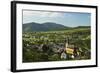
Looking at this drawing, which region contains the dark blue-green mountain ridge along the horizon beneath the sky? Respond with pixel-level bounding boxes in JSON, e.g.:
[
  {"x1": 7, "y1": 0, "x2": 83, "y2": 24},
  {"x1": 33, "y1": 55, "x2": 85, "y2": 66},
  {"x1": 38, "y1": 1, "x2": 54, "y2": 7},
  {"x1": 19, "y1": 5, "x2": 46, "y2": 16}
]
[{"x1": 23, "y1": 22, "x2": 90, "y2": 32}]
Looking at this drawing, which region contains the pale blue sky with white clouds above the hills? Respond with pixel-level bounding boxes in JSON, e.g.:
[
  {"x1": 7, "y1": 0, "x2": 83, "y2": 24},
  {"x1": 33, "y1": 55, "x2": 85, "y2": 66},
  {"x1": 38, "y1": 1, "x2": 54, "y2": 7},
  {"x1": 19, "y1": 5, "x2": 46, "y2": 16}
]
[{"x1": 23, "y1": 10, "x2": 91, "y2": 27}]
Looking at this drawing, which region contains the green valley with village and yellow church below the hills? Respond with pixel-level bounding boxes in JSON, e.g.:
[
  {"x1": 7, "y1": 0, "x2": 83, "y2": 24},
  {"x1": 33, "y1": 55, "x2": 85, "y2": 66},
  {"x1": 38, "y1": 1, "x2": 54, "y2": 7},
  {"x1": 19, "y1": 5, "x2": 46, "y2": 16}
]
[{"x1": 22, "y1": 28, "x2": 91, "y2": 62}]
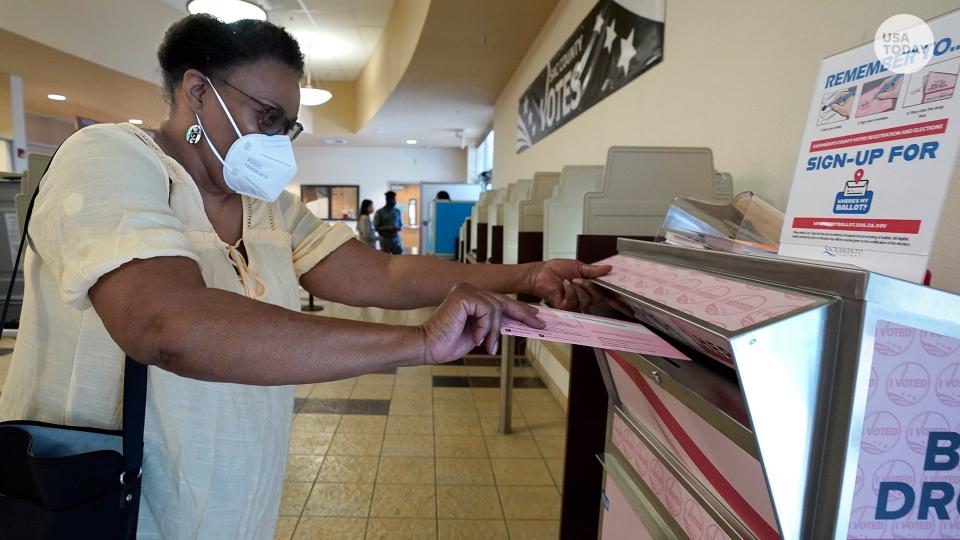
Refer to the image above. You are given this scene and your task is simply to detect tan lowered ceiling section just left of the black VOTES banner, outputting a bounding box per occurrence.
[360,0,557,146]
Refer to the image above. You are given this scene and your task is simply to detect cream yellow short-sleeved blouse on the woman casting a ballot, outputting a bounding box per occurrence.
[0,124,353,539]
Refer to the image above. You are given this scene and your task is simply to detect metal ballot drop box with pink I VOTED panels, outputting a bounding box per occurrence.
[584,239,960,540]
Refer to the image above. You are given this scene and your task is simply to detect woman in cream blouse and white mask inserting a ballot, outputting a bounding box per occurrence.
[0,16,609,539]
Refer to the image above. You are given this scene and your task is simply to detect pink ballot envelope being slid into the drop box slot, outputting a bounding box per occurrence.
[500,306,690,360]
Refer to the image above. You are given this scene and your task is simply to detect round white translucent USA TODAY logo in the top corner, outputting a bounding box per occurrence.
[873,13,933,75]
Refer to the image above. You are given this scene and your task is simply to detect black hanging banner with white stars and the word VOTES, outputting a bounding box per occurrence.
[517,0,665,153]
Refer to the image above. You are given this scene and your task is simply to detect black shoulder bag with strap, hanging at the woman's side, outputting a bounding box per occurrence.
[0,153,147,540]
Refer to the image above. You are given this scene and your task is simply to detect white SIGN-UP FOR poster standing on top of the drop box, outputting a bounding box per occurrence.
[780,11,960,283]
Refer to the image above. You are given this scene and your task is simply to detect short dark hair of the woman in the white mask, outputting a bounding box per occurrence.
[157,14,303,103]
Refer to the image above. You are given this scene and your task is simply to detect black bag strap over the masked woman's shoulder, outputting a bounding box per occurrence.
[0,147,147,507]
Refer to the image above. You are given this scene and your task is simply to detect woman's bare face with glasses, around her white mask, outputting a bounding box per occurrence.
[184,60,300,188]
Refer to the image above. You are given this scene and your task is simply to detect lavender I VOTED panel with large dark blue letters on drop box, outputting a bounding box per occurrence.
[847,320,960,539]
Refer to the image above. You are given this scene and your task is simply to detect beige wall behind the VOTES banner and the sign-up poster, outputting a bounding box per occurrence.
[494,0,960,291]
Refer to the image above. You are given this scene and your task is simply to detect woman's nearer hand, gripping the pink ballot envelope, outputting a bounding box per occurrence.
[420,283,544,364]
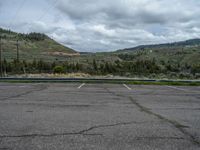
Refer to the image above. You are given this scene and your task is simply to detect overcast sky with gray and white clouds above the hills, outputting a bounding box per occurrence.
[0,0,200,52]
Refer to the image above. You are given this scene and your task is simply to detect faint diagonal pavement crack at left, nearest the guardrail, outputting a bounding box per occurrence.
[0,85,48,101]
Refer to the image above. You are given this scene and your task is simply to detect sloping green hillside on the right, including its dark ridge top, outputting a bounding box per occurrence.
[115,39,200,66]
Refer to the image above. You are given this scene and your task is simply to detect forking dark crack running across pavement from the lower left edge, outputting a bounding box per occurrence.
[0,121,141,139]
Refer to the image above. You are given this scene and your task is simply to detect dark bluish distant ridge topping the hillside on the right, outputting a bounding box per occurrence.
[117,39,200,52]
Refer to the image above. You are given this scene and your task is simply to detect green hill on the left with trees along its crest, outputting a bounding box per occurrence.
[0,28,79,61]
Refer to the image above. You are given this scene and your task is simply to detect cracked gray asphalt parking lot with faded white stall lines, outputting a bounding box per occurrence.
[0,83,200,150]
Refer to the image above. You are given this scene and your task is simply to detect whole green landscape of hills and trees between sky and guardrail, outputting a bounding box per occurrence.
[1,29,200,79]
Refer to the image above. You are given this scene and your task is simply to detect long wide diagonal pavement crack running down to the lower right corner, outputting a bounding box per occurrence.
[105,88,200,147]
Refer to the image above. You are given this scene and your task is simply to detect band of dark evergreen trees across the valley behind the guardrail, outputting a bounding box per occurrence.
[2,59,200,78]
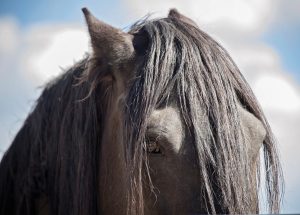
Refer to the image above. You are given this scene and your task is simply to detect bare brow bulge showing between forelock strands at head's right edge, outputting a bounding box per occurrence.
[238,105,266,159]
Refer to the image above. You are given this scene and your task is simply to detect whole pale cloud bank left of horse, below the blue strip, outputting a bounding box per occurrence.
[0,17,89,159]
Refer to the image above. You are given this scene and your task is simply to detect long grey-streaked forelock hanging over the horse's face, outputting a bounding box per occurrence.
[125,18,282,214]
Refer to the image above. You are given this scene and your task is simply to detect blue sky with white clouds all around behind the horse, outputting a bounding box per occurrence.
[0,0,300,213]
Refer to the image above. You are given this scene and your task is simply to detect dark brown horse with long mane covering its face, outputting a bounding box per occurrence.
[0,8,283,215]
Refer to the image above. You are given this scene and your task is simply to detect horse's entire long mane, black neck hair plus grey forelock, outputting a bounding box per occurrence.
[0,15,281,215]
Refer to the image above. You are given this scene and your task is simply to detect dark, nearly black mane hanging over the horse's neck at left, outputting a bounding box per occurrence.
[0,59,102,215]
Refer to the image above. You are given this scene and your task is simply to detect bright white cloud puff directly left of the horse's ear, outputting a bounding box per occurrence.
[21,25,89,83]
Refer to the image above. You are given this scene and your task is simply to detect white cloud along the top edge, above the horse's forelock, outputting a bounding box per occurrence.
[124,0,277,31]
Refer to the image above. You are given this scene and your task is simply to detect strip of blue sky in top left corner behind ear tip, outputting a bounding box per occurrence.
[0,0,128,27]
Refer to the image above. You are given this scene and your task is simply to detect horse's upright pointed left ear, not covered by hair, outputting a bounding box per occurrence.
[82,8,134,61]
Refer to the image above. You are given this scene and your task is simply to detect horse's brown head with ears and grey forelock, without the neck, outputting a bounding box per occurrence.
[83,9,278,214]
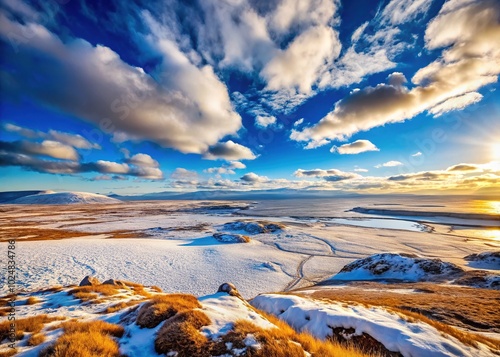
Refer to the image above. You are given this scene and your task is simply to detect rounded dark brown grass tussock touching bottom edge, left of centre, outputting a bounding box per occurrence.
[155,310,211,357]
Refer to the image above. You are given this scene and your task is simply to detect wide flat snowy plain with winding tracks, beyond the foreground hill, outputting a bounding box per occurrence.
[0,201,493,298]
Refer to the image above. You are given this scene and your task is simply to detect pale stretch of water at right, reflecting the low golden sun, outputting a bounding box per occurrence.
[241,195,500,242]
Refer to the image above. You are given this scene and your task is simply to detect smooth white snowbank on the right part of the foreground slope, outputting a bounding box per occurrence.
[252,294,494,357]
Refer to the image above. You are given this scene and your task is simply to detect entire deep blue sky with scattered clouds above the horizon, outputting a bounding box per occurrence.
[0,0,500,194]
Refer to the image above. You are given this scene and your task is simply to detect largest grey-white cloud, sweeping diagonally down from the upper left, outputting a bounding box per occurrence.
[0,7,241,153]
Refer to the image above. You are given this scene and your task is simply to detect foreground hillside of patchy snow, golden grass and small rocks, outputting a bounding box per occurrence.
[0,277,497,357]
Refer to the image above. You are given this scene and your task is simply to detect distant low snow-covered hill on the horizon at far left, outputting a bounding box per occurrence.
[8,192,121,205]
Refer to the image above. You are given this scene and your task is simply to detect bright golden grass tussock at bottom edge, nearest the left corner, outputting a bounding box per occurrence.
[39,320,124,357]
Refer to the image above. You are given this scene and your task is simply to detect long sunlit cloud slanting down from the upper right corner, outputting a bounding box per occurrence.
[290,0,500,142]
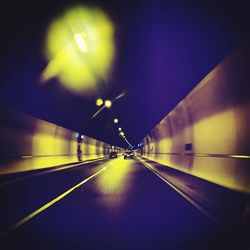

▶ _WHAT YOU NEED TO DO_
Where a line in the entries holds "which", copy that line.

▶ _SOLVED PROBLEM_
Looking at this drawing, which region contains the dark blue-green mountain ridge along the horizon beneath the sky? Respond with pixel-level bounding boxes in JSON, e.g.:
Looking at this drawing, which region contains the pale blue sky with white clouds above the hills? Respond with pixel-level bounding boxes in JSON, e.g.:
Looking at this drawing, which region contains the green valley with village and yellow church below the hills? Respond with pixel-level bounding boxes in JSON, e.g.:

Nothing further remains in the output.